## TASK REQUIREMENTS
List each line in the data below that contains the word "letters".

** start RECORDS TO PROCESS **

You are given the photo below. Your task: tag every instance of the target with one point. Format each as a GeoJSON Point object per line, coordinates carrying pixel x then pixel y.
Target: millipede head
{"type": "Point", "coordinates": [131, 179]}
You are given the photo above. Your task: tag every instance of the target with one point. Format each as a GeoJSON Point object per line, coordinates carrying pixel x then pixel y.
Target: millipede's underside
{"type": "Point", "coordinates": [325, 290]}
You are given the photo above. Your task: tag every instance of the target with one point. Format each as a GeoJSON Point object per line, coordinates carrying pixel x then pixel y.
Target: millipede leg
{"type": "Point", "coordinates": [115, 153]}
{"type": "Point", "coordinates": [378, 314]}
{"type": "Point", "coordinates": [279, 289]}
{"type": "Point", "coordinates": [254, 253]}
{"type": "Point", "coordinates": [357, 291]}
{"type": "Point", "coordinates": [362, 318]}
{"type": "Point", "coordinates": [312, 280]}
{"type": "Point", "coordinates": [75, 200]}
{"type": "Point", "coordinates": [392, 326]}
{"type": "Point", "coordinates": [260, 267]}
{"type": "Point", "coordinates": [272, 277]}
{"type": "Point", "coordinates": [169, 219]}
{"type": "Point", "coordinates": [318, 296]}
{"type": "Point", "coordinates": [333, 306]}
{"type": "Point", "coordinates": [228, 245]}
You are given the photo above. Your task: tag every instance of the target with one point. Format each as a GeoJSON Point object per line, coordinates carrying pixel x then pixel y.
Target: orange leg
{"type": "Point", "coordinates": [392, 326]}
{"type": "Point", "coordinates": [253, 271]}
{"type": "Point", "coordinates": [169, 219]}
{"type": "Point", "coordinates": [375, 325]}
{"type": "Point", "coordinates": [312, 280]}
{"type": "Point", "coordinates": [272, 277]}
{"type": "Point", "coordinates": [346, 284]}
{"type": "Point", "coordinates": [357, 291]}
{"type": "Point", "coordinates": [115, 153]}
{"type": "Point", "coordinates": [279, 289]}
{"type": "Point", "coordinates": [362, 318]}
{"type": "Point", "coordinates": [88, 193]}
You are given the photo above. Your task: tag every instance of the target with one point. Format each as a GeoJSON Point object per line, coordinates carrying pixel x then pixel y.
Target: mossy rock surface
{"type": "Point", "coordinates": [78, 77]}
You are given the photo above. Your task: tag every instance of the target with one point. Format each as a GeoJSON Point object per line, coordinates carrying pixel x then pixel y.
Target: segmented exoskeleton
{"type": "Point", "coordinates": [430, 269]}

** end RECORDS TO PROCESS **
** start RECORDS TO PROCESS **

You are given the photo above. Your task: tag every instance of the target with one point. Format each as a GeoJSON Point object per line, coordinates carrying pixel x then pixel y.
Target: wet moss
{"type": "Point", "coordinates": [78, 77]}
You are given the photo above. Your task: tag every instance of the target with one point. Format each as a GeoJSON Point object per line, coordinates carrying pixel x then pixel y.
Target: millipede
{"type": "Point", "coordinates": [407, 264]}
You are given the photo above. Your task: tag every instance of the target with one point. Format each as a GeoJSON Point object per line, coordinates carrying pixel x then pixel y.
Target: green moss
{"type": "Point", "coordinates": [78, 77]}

** end RECORDS TO PROCESS **
** start RECORDS TO PROCESS **

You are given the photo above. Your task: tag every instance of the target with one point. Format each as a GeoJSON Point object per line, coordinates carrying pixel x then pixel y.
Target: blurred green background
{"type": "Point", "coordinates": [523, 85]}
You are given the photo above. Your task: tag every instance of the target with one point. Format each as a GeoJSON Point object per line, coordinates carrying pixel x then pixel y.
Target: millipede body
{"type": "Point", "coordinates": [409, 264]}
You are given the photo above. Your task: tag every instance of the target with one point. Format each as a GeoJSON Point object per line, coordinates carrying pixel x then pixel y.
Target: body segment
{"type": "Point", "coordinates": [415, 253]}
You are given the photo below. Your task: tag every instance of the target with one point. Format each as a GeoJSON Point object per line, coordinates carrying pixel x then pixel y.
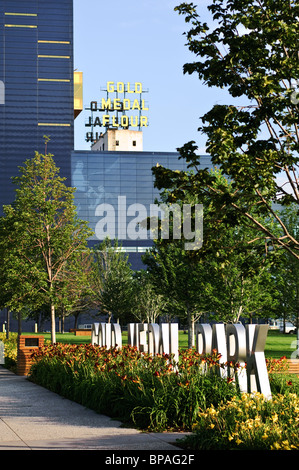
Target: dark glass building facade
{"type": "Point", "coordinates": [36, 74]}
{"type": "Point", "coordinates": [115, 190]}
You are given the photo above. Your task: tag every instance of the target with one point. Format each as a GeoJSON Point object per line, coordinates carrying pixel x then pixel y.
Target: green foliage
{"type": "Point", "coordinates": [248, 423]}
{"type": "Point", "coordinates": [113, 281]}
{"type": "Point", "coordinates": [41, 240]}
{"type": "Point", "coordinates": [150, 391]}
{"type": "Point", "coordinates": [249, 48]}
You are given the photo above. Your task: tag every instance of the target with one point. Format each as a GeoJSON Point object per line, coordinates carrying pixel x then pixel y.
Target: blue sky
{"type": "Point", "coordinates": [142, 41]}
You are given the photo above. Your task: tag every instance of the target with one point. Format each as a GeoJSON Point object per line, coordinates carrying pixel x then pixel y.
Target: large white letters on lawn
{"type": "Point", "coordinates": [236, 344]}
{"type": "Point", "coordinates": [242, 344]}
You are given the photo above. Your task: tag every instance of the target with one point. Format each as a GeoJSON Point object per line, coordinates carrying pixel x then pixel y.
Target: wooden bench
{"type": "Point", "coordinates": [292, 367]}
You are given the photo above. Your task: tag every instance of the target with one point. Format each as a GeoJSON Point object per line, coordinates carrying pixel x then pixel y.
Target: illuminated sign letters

** end RECORDS TO PROCESS **

## EXERCISE SOLUTION
Target: large white letters on lawn
Target: illuminated sign letters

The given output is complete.